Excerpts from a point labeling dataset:

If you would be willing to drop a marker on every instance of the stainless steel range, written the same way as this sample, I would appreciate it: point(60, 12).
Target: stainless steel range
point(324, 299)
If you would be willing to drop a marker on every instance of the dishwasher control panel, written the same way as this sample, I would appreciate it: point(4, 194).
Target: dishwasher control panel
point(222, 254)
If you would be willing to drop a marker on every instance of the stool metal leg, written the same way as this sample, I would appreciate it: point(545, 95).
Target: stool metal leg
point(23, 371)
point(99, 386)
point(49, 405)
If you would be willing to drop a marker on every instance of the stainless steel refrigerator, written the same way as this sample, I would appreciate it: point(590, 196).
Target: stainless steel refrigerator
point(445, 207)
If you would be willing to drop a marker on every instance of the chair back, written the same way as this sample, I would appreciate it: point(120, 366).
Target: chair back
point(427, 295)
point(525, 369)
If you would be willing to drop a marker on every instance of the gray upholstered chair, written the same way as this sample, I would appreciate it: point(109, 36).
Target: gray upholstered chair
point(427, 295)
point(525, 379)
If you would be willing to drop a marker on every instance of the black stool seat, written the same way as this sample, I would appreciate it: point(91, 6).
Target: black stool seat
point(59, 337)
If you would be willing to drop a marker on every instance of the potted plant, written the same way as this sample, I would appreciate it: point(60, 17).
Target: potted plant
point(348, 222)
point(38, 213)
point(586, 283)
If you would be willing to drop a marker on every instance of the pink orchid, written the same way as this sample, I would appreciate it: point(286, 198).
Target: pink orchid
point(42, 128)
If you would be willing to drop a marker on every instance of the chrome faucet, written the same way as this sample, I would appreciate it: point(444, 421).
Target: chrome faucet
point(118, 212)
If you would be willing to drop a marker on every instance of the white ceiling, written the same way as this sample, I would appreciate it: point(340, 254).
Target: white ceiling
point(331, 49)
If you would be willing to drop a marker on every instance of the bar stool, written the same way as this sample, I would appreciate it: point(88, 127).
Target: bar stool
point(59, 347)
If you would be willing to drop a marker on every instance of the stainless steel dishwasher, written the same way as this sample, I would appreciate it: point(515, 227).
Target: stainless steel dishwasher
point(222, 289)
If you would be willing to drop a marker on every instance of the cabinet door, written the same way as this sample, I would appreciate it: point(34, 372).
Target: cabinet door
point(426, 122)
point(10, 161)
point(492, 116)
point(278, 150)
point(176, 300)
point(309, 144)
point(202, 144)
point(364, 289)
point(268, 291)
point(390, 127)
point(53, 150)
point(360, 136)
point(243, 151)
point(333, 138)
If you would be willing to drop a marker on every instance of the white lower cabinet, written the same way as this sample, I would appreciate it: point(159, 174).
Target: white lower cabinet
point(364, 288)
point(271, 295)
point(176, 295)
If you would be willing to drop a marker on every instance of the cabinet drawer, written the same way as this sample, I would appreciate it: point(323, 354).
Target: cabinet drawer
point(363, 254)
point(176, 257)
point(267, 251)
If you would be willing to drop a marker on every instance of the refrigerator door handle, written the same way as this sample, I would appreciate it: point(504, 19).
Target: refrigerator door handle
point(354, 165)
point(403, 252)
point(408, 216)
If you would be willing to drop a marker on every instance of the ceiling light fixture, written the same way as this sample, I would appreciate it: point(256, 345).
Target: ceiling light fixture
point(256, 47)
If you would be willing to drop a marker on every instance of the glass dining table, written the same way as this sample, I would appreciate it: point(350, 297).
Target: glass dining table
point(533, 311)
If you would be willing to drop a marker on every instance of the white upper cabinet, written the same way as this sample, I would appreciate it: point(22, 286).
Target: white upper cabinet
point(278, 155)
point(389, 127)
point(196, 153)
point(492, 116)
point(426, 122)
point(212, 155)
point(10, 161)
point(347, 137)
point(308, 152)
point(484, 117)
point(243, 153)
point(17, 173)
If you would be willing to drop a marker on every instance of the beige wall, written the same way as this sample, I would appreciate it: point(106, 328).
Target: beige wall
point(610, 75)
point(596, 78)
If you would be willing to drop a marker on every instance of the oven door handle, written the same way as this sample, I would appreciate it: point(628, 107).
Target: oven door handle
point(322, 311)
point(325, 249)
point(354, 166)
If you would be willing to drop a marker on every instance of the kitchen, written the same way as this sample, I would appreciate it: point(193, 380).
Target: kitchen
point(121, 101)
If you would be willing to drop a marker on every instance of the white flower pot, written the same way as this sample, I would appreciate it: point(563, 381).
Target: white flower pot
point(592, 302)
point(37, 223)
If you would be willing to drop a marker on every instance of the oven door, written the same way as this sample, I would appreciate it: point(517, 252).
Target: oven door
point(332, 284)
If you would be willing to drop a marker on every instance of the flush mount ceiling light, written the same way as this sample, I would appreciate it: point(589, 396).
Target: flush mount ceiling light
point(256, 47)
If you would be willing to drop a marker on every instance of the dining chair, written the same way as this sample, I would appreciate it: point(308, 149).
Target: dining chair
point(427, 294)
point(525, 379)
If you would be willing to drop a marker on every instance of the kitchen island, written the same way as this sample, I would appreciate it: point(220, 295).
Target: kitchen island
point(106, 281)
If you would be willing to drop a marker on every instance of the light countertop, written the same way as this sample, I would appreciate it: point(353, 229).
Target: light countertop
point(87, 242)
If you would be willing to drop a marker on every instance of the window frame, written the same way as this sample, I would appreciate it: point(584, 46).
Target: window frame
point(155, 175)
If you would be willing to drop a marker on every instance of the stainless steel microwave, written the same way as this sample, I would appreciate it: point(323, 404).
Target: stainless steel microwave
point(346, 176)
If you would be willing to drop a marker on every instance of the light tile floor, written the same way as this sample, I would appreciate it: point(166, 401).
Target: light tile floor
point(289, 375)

...

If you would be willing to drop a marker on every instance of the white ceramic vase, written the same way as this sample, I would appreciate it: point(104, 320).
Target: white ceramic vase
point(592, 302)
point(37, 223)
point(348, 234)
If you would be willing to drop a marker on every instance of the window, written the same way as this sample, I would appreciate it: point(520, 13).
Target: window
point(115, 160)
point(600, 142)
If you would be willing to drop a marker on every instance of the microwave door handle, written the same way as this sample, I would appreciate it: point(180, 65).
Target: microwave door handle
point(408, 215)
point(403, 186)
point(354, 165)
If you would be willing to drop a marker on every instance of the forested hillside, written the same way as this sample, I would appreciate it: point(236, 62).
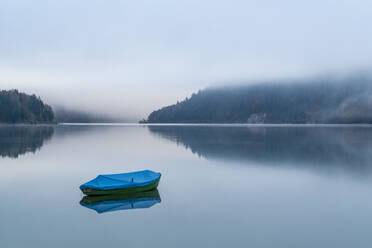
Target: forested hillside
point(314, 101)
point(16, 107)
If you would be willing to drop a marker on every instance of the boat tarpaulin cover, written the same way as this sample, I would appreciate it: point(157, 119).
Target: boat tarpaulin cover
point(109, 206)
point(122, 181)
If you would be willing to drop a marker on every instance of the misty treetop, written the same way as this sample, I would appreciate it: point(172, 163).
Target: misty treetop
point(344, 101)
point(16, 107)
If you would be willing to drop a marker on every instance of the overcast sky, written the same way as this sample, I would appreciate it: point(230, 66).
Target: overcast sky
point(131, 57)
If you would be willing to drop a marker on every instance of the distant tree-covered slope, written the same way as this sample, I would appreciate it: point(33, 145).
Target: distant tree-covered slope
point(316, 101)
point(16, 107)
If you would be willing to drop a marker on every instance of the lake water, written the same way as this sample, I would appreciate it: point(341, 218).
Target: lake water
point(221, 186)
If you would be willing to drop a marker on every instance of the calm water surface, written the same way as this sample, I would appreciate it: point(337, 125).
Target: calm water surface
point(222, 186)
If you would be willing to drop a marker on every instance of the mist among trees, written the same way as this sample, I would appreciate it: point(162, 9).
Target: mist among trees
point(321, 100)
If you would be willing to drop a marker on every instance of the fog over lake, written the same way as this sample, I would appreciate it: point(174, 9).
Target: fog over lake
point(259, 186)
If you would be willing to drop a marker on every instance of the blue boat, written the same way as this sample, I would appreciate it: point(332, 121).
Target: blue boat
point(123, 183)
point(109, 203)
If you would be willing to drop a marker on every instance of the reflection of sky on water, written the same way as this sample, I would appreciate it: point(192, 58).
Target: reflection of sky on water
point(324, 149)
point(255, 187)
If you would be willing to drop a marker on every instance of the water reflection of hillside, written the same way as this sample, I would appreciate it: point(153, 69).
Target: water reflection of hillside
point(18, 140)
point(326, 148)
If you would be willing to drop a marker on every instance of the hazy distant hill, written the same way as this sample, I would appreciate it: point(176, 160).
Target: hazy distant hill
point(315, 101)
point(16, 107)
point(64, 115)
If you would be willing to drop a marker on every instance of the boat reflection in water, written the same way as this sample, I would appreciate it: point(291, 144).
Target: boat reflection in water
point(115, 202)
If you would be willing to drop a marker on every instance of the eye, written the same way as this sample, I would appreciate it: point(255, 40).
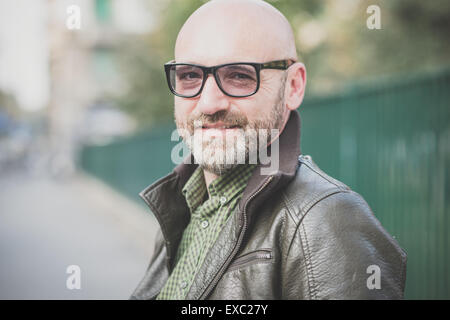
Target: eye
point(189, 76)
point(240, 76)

* * *

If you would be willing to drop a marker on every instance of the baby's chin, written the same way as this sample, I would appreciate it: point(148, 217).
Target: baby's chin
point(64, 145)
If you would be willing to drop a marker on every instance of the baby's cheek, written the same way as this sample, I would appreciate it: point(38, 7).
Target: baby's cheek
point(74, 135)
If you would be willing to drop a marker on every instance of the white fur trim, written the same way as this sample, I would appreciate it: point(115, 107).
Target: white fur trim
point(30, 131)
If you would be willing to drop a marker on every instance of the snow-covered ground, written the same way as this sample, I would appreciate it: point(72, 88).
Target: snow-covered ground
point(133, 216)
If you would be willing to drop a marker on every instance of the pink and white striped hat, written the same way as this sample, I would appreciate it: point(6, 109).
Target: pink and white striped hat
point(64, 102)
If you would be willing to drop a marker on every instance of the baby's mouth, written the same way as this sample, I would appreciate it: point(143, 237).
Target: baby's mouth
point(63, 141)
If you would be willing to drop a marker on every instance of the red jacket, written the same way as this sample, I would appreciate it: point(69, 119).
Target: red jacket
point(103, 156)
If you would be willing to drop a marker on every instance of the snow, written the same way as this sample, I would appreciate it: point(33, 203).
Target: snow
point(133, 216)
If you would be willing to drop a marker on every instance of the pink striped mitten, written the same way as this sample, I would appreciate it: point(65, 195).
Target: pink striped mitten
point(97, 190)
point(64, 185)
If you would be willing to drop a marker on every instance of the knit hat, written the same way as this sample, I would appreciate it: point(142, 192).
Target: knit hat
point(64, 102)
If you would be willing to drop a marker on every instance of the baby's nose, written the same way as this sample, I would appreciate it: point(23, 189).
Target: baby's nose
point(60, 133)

» TASK REQUIREMENTS: Render the lines of the data from the line containing "it: point(220, 295)." through the line containing "point(289, 375)", both included, as a JSON list of strings, one string per line and no blank lines.

» RESPONSE TO THIS TASK:
[
  "If you would be willing to drop a marker on every instance of the kitchen island, written the same way as this sample, I would appreciate it: point(220, 295).",
  "Target: kitchen island",
  "point(106, 281)",
  "If you would be willing to drop a marker on every instance of the light countertop, written the same way as this sample, I would appreciate it: point(353, 229).",
  "Target: light countertop",
  "point(87, 242)",
  "If you would be willing to drop a marker on every instance of the window frame, written the same way as this sample, I would appreciate it: point(584, 46).",
  "Target: window frame",
  "point(155, 175)",
  "If you would be willing to drop a marker on every instance of the stainless steel microwave, written the same way as this sample, I would appreciate it: point(323, 404).",
  "Target: stainless steel microwave",
  "point(346, 176)",
  "If you would be willing to drop a marker on every instance of the light tile floor, written the same way as this sample, I would appreciate it: point(166, 401).",
  "Target: light tile floor",
  "point(289, 375)"
]